| Énoncé écrit |
Pourriez-vous poursuivre, après sa dernière phrase, le texte qui critique l'article du Monde sur Labé ?

| Section du document |
Cette fois-ci, Le Monde a mis le cap sur Labé pour y chercher des poux sur la tête des fidèles et du clergé musulmans de la ville. Mais l’article est parsemé d’erreurs historiques. Il souffre de généralisations abusives. Et il expose des points de vue superficiels.
Erreurs
1. D’emblée, l’article parle de la “confrérie soufie des tidjanes”. Il est plus exact de dire que la tijaniyya est un ordre religieux, qui contient des confréries. Ces dernières peuvent diverger sur des questions de leadership, des points du culte, etc. Par exemple, dans les années 1940, il y eut la sérieuse querelle tijaniyya entre omariens orthodoxes (ou du chapelet à douze-grains) et hamallistes (ou du chapelet à onze-grains).
2. L’auteur identifie la “confrérie soufie des tidjanes”. Il est exagéré d’attribuer le qualificatif sufi à toute une confrérie. D’abord parce que le sufisme n’est pas l’apanage des tijaniyya. Bien au contraire, il représente “le cœur spirituel de la tradition islamique”. Ensuite parce que c’est le mysticisme, commun aux religions abrahamiques (Judaïsme, Christianisme, Islam).

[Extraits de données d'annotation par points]
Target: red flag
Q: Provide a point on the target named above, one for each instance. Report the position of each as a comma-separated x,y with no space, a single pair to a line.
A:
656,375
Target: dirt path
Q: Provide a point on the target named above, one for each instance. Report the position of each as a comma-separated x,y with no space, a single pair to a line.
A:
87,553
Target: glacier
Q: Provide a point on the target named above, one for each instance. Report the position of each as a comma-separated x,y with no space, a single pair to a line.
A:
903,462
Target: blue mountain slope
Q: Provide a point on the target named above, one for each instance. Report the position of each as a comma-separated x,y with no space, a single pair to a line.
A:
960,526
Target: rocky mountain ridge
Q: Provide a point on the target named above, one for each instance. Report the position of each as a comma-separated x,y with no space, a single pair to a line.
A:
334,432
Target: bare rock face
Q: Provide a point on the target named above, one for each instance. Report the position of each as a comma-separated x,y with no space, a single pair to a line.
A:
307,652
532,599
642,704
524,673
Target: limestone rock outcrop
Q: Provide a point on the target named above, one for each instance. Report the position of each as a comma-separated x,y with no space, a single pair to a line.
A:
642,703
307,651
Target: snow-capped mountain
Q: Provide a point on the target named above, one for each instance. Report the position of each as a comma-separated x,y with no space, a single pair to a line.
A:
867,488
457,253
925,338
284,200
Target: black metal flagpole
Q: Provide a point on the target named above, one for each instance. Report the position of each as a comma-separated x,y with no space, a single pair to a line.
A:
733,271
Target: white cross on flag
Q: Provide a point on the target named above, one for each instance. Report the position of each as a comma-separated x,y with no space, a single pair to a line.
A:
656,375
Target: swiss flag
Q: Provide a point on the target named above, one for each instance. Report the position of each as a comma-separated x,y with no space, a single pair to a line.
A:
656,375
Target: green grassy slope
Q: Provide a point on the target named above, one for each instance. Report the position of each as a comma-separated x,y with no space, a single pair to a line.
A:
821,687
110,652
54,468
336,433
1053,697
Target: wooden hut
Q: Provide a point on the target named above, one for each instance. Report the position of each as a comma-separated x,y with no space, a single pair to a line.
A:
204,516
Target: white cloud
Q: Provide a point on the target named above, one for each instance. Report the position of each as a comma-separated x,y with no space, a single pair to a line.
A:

| Résultat produit |
En Islam, quelle que soit la tradition (sunni, chi’ia), le rite ou école (Hanafi, Shafi’ite, Malikite, Hanbalite), l’ordre (shazaliyya, qadriyaa, tijaniyya, etc.), le soufisme est toujours présent, mais en filigrane et à titre exceptionnel. Car tout musulman n’est pas suffi. Bien au contraire, seuls les croyants capables de mener la difficile quête, la tension du corps, de l’esprit et de l’âme vers Allah, peuvent être des sufis. Ils renoncent aux des biens et privilèges terrestres ; ils vivent dans la piété, la prière, la simplicité, etc.
Au 19e-début 20è siècles les grandes paroisses du Fuuta-Jalon pratiquaient le mysticisme à travers les veillées mystiques (jarooje – jaroore au singulier.) dans les mosquées. Et de grands sufi (ou waliyyu) ont émergé et dirigé ces manifestations intenses de la foi.
3. L »auteur présente le wahhabisme comme un “islam rigoriste émanant des pays du golfe Arabo-Persique”. En réalité, le wahhabisme est un phénomène saoudien. Il ne couvre pas tout le Golfe Arabo-Persique.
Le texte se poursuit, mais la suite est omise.